What you need to do: Lines from the line with "of the balcony" to the line with "of the blue" in the entries below, and only those, must be output exactly, with both ends included.

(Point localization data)
┄┄┄┄┄┄┄┄┄┄
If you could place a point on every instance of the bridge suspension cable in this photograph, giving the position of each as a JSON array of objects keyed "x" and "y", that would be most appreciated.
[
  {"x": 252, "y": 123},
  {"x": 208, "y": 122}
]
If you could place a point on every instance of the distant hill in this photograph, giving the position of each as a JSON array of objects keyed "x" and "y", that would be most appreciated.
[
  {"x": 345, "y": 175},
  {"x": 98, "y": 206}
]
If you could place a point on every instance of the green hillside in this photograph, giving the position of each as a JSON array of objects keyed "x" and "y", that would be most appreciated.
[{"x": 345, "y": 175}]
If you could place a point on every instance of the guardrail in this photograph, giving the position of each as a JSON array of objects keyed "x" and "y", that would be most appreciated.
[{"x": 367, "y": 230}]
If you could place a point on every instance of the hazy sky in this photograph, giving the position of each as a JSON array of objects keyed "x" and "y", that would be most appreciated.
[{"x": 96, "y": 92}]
┄┄┄┄┄┄┄┄┄┄
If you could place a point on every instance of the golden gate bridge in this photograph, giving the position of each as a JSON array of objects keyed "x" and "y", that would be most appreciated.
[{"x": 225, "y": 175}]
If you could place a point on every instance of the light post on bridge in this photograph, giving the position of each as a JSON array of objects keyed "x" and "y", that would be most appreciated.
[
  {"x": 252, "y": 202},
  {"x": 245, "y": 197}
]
┄┄┄┄┄┄┄┄┄┄
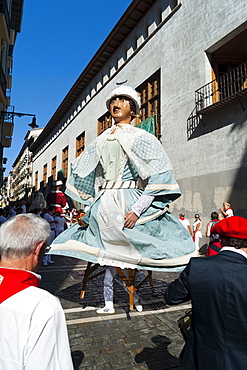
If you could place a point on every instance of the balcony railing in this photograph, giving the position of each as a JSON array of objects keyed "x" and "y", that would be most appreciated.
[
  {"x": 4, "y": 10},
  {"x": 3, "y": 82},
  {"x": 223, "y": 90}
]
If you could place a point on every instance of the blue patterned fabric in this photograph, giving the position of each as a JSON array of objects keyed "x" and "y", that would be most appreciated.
┄┄┄┄┄┄┄┄┄┄
Final answer:
If you could place a point on every instance of the balcony railing in this photograph, giving the position of each as a JSON array of objects keyed "x" and "y", that would be most appreciated.
[
  {"x": 4, "y": 10},
  {"x": 3, "y": 82},
  {"x": 223, "y": 90}
]
If you could place a point on every instance of the blue patterned fabric in this photograph, giving the position of each as a JSON array of objects keyed "x" and "y", that would be most appreciated.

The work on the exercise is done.